**WHAT IS ASKED**.
[A] Answer these questions using the text about Korean dramas, one answer per line:
(i) Who plays Ko Yu-Rim in Twenty Five Twenty One?
(ii) Who wrote Alchemy of Souls?
(iii) What does the character played by Lee Sung-Min head in Reborn Rich?
[B] From the text about Korean dramas, quote the part that opens with the words containing "The show hasn’t" and closes with "of their seats.".

**TEXT**.
========================================================================

A show that broke many hearts owing to the sudden and almost baffling writing choices in its last few episodes, Twenty Five Twenty One will no doubt be remembered for years to come for otherwise being a warm, lovely coming-of-age story. It was a show that immersed viewers into the world of five friends, set against the backdrop of the IMF crisis in South Korea in the late nineties. While the show had us all greatly invested in fencer Na Hee-Do and journalist Baek Yi-Jin’s (Kim Tae-Ri and Nam Joo-Hyuk in career-best performances) warmth and love until it all implodes, Twenty Five Twenty One was, above all, a story that celebrated friendships, and Hee-do and her fencing rival Ko Yu-Rim (Bona) get the most interesting trajectory.
A lot has been said about one of this year’s biggest global successes, Extraordinary Attorney Woo. Park Eun-Bin, playing lawyer Woo Young-Woo who is on the autism spectrum, was backed by sensitive, empathetic writing and the legal drama delved into several issues ranging from sexist workplace policies, discrimination, and abuse. It is this sort of writing that we hope to see more of, and the promise of a second installment is exciting. Another affecting legal drama this year, Juvenile Justice, took a sobering look at juvenile crimes and society at large through the eyes of a judge played by Kim Hye-Soo.
The affinity to Sageuks (historical dramas) continued, and in fact, grew even more in 2022. If the year began with the smash-hit The Red Sleeve which received great reviews and viewership ratings, it was followed by the fantasy and period drama Alchemy of Souls in June, written by the Hong Sisters, which delved very engagingly into magic, mages and soul switching. The second season of the hit show is currently airing. Under The Queen’s Umbrella, a Sageuk which has powerhouse performer Kim Hye-Soo play Queen Hwa-Ryeong has become both a ratings hit and is being lauded for its strong female lead; a Queen and mother who hustles to shape her sons into capable princes all while battling palace politics.
The show hasn’t completed its run yet, but Reborn Rich is already this year’s biggest ratings hit. Following Vincenzo, it seems like Song Joong-Ki is continuing his great run with picking scripts. Reborn Rich has also introduced many viewers to the powerhouse actor Lee Sung-Min, who plays Joong-Ki’s grandfather and head of the Soonyang Conglomerate. Razor-sharp writing with a good dose of nostalgia thrown in (given its setting through the ‘80s and ‘90s), this reincarnation drama has everyone on the edge of their seats.

========================================================================

**MATERIAL SUPPLIED**.
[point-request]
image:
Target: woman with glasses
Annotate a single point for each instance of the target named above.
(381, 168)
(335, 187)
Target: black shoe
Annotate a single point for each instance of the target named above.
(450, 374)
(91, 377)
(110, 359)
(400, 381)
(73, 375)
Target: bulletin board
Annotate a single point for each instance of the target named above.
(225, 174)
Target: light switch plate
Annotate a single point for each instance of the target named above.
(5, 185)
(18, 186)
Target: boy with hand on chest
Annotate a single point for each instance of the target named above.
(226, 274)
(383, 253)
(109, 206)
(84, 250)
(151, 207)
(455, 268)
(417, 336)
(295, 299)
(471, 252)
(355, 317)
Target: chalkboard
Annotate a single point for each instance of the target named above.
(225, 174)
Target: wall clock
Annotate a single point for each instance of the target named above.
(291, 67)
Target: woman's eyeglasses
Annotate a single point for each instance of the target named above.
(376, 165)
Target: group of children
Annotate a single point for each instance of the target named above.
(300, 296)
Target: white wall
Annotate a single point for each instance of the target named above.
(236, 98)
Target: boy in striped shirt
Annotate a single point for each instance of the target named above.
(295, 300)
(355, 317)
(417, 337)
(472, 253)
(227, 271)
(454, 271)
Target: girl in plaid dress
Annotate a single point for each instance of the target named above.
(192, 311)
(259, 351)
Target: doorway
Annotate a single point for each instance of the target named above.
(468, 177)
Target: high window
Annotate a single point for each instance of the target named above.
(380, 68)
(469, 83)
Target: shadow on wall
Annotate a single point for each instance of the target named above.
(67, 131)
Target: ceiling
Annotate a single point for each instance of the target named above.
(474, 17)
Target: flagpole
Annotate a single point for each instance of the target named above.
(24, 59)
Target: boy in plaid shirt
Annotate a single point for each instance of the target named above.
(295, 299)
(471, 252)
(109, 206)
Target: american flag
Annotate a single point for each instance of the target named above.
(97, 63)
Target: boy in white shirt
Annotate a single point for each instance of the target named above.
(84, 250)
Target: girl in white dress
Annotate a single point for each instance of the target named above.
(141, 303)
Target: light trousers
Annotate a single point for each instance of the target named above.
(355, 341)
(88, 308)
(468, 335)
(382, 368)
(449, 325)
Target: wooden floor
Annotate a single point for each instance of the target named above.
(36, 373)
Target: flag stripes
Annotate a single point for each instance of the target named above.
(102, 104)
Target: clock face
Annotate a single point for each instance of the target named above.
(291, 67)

========================================================================

**SOLUTIONS**.
[A]
(i) Bona
(ii) The Hong Sisters
(iii) The Soonyang Conglomerate

[B]
The show hasn’t completed its run yet, but Reborn Rich is already this year’s biggest ratings hit. Following Vincenzo, it seems like Song Joong-Ki is continuing his great run with picking scripts. Reborn Rich has also introduced many viewers to the powerhouse actor Lee Sung-Min, who plays Joong-Ki’s grandfather and head of the Soonyang Conglomerate. Razor-sharp writing with a good dose of nostalgia thrown in (given its setting through the ‘80s and ‘90s), this reincarnation drama has everyone on the edge of their seats.